### THE REQUEST
Without the images, output each record below as it stands.

Point annotation records
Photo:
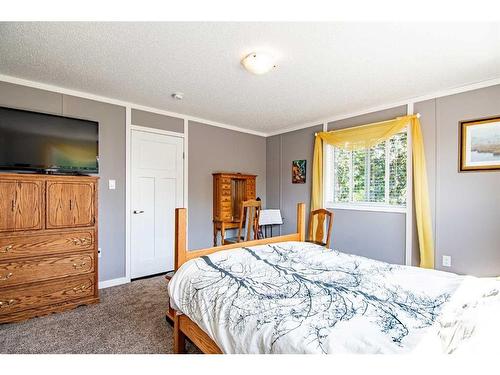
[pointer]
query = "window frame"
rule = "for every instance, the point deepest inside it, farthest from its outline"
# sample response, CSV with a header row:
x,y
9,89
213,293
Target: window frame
x,y
329,183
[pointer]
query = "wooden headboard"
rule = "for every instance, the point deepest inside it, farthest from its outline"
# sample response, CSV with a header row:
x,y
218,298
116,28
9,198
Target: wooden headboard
x,y
182,254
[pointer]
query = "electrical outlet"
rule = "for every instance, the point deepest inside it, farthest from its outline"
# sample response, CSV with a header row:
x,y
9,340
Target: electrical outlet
x,y
446,261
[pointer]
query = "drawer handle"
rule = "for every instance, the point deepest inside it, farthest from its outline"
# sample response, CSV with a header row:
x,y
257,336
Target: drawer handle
x,y
80,288
7,303
81,241
6,249
6,277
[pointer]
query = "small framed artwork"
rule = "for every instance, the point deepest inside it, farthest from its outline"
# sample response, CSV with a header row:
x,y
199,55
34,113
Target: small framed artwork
x,y
299,172
480,144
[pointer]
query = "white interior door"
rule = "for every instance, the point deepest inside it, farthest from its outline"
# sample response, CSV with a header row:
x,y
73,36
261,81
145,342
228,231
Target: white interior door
x,y
157,189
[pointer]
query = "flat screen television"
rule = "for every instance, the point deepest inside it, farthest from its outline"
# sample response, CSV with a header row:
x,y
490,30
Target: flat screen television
x,y
39,142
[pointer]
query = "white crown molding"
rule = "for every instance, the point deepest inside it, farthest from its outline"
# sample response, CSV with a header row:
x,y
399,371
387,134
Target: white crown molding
x,y
411,101
86,95
122,103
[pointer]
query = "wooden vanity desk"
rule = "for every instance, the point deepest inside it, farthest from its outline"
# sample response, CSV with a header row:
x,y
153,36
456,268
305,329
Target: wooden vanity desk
x,y
230,189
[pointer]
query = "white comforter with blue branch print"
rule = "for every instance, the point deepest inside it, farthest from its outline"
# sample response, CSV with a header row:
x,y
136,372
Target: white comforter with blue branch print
x,y
296,297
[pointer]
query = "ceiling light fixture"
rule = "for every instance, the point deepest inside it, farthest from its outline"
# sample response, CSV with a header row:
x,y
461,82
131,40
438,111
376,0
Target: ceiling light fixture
x,y
178,95
259,62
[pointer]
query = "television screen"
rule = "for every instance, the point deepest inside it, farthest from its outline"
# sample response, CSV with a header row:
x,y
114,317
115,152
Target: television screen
x,y
42,142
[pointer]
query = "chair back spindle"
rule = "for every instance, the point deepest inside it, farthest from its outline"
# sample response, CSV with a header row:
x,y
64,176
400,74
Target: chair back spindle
x,y
318,236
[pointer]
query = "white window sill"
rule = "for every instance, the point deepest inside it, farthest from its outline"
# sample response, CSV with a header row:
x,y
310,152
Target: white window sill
x,y
365,207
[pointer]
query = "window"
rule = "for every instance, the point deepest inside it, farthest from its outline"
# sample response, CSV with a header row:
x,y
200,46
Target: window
x,y
374,178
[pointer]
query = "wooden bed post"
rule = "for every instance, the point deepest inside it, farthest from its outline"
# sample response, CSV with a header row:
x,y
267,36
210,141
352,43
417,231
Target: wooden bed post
x,y
179,337
180,237
301,221
179,259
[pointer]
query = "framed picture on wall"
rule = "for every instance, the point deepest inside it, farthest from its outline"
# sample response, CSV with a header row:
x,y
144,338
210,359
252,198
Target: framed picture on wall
x,y
299,172
480,144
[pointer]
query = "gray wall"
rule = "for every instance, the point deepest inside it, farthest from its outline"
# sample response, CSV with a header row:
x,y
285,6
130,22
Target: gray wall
x,y
213,149
281,193
111,120
155,120
465,205
384,237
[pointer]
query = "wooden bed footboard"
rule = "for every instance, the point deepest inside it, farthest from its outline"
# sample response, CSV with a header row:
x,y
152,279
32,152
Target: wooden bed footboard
x,y
185,327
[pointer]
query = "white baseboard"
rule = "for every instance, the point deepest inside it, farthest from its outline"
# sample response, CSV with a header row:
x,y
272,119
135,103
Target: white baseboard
x,y
113,282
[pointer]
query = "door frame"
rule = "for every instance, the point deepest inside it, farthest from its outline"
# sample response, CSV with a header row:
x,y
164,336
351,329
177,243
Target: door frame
x,y
128,177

### ANSWER TO THIS PROBLEM
Photo:
[pointer]
query = "window frame"
rule = "for every instance, the point deepest inside it, farthest from its outline"
# sample response, CSV with a header row:
x,y
9,89
213,293
Target: window frame
x,y
329,183
[pointer]
query = "wooden headboard"
rule = "for every instance, the point deepest inside it, farthest from its outline"
# sample response, CSV with a header row:
x,y
218,298
116,28
9,198
Target: wooden headboard
x,y
182,254
[pointer]
query = "electrical outlet"
rule = "for every instance, the point deepest inside it, farthest from its outline"
# sample response, CSV with a header row:
x,y
9,340
Target: electrical outlet
x,y
446,261
[pointer]
query = "drawer handle"
rule = "for every instance, the point deepest inside it, farthest from its outline"
# sample response, CSV with a header row:
x,y
257,336
Target: drawer handle
x,y
80,288
7,303
81,241
6,249
6,277
[pointer]
query = "small framed artwork"
rule = "for every instance, the point deepest inside it, farthest from its outline"
# sample response, CSV with a header row:
x,y
199,55
34,113
Target: small framed artwork
x,y
299,172
480,144
[pointer]
query = "white interior door"
rule = "for every instance, the point deepest inside it, farthest from its outline"
# sample response, CSV with a header row:
x,y
73,36
261,81
145,342
228,231
Target: white interior door
x,y
157,189
[pointer]
query = "flat screen television"
rule = "for every instance, the point deepest inside it, farthest from its outline"
# sample response, CSV with a header row:
x,y
490,30
Target: flat screen television
x,y
39,142
[pointer]
query = "white crown molding"
rule = "for every instance, the point deepest inside it, farthest from its outline"
# sample response, CSV with a header row:
x,y
399,371
387,134
Target: white crown molding
x,y
411,101
86,95
122,103
[pointer]
query = "wooden vanity desk"
rule = "for every instance, the point deepest inside it, farthest from its outline"
# sample response, CSV with a header row:
x,y
153,36
456,268
305,329
Target: wooden vanity desk
x,y
230,189
[pointer]
query = "white comforter with blue branch print"
rule = "for every instance, the point deepest inside it, farthest from its outline"
# sample response, CSV with a header row:
x,y
136,372
Target: white comforter with blue branch print
x,y
296,297
[pointer]
query = "ceiling light fixture"
rule = "for every instance, the point deepest inside it, farthest from its outline"
# sample response, CSV with a header row:
x,y
461,82
131,40
438,111
376,0
Target: ceiling light fixture
x,y
178,95
259,62
[pointer]
query = "television screen"
rule = "for every instance, the point deepest inside it, farthest from its outline"
# sample response, CSV with a header row:
x,y
114,317
115,152
Target: television screen
x,y
42,142
[pointer]
query = "chair back spindle"
rule = "for every instance, the point deepest inside it, farthest from its outline"
# sample response, CSV with a header row:
x,y
64,176
400,74
Target: chair back spindle
x,y
318,236
[pointer]
query = "white window sill"
rule = "for every instance, the point deepest inside it, farthest from its outline"
# sample response, CSV with a header row:
x,y
310,152
Target: white window sill
x,y
365,207
[pointer]
query = "window"
rule = "for every instance, the point deepest inside it, farthest from its outline"
# sample response, CSV with a header row:
x,y
200,46
Target: window
x,y
374,178
[pointer]
query = "wooden bed post"
rule = "for every instance, the point deepest inside it, farthest from its outline"
# sample response, CSV with a header row:
x,y
267,36
210,141
352,43
417,231
Target: wooden bed post
x,y
179,337
180,237
301,221
179,259
[pointer]
query = "framed picture on wall"
rule = "for every instance, the point deepest inside it, farthest from its outline"
# sample response, CSV with a header row:
x,y
144,338
210,359
252,198
Target: framed picture on wall
x,y
299,172
480,144
[pointer]
query = "gray wall"
rule = "for every instance, the point deepest inside it, farthest from its outline"
# sample response, CSV with a header row:
x,y
285,6
130,22
Target: gray wall
x,y
213,149
281,193
111,120
155,120
465,205
384,237
[pointer]
query = "wooden bed footboard"
rule = "for every instance, the point deepest inside it, farthest from its outline"
# sample response, CSV with a header row:
x,y
152,279
32,152
Target: wooden bed footboard
x,y
185,327
[pointer]
query = "white baseboard"
rule = "for every instance, the point deepest inside it, farthest from its outline"
# sample response, CSV with a header row:
x,y
272,119
135,103
Target: white baseboard
x,y
113,282
[pointer]
query = "door frame"
rule = "for every instance, the point deepest inside it, farthest from its outline"
# sample response, CSV with a header row:
x,y
164,336
351,329
177,243
Target: door frame
x,y
128,177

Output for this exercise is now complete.